__TASKS TO CARRY OUT__:
[A] Set down the passage of the text on laboratory quality control word for word, beginning at the words "1. A schedule" and stopping after the words "the primary standard.".
[B] Resume the text on laboratory quality control after its last sentence and carry it onward in the same manner.

__TEXT SHOWN__:
-- Opening Marker --

Analytic factors can be minimized, which depends upon instrumentation and reagents.

  1. A schedule of daily and monthly preventive maintenance is needed for each instrument.
  2. Keep a check on water quality, power supply, calibration of electrical balance, and calibration of glassware and pipettes.
  3. Reagents and kits should be dated when received and when opened.
  4. Run new lots of the reagents with the old lot in parallel before being used for analysis.
  5. The primary standard is the most highly purified substance.
  6. The secondary standard is one whose concentration is determined by analysis and compared with the primary standard.
  7. Post-analytic errors are due to the recording and reporting of the results.

Analytic errors are separated into:

  1. Random errors affect precision and are the basis for varying differences between repeated measurements.
  2. The systematic error component indicates a constant difference, either increased or decreased. This may be caused by:
    1. Poorly made reagents or standards.
    2. Instrumentations defects
    3. Poorly written procedures.

Quality control material should be:

  1. Available in sufficient quantity.
  2. It should be stable during a period of a minimum of one year.
  3. Keep in small volumes.
  4. Its concentration should vary minimally.

-- Closing Marker --

__SOURCE MATERIAL__:
-- Opening Marker --

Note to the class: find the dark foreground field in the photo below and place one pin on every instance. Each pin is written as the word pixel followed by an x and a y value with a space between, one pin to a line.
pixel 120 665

-- Closing Marker --
-- Opening Marker --

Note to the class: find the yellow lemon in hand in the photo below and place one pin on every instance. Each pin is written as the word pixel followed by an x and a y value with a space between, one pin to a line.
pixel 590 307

-- Closing Marker --
-- Opening Marker --

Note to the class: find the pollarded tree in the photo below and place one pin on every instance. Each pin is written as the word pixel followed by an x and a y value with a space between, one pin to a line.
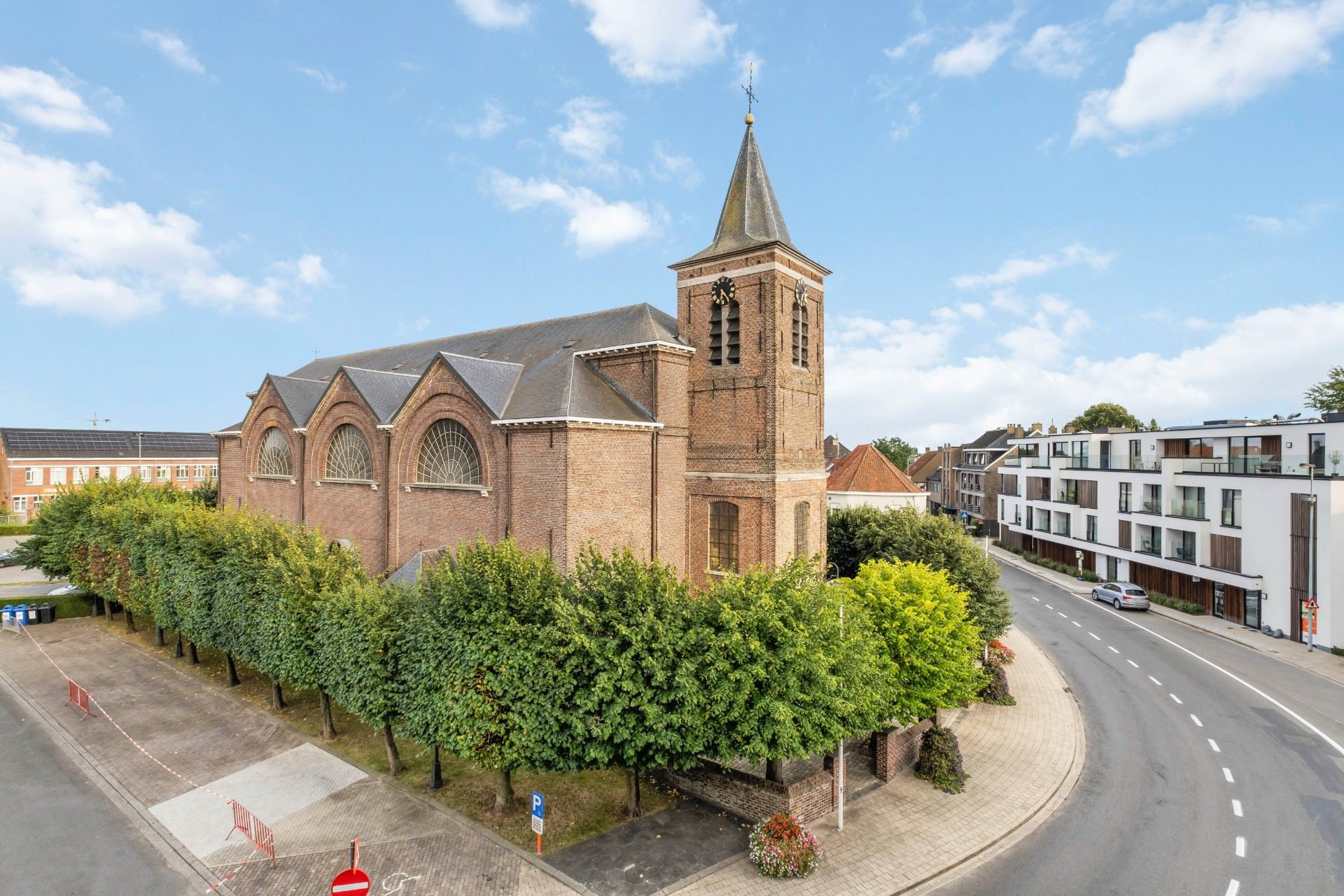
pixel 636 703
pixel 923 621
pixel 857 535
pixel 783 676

-- Closing Marker --

__ANSWERS TO THE TASKS__:
[A]
1. A schedule of daily and monthly preventive maintenance is needed for each instrument.
  2. Keep a check on water quality, power supply, calibration of electrical balance, and calibration of glassware and pipettes.
  3. Reagents and kits should be dated when received and when opened.
  4. Run new lots of the reagents with the old lot in parallel before being used for analysis.
  5. The primary standard is the most highly purified substance.
  6. The secondary standard is one whose concentration is determined by analysis and compared with the primary standard.

[B]
  5. Their composition should not vary from vial to vial.
  6. Control material should be tested like the test sample.

External quality assessment:

  1. This is the program in which the specimens are subjected to other laboratories for analysis, and the individual laboratory results are compared.

Total quality management focuses on:

  1. Customer. The users are doctors and nurses, while customers are patients.
  2. Management commitment.
  3. Training of the workers.
  4. Measurement through quality improved tools.
  • Quality improvement occurs when the problems are permanently eliminated. Issues arise from imperfect procedures, which are 85 %. The remaining 15% of cases need action and performance improvements of individual employees. So the main problems are management problems, and management has the power to change the work process.

Control of the preanalytical mistakes:

  1. Patients identification and labeling are critical. Barcode technology has reduced these mistakes, which are common in handwritten labels.
  2. Keep the record of the sample received and then when the report is ready.
  3. Check the request form, the test tube name, and the requested tests.
  4. Check the adequate amount of the sample.
  5. Observe if there is hemolysis or lipemic serum.
  6. Take the history of food intake, alcohol, drugs, smoking, stress, sleep, and posture because these factors may influence the result.
    1. Explain all instructions to the patient for the collection of the sample.
  7. Incorrect containers and incorrect preservatives will affect the result.
  8. Transport of the sample is very important and maybe critical to some of the tests.
  9. Processing the sample as separation of the serum, where centrifuge speed, temperature, and the person are important.

Errors in quality control:

Quality control errors in the laboratory are classified into:

  1. Random errors.
    1. These mistakes will increase the standard deviation.
    2. These are present in pipettes and volumetric glassware with manufacturing defects.
    3. There may be a defect in the instruments and spectrophotometer.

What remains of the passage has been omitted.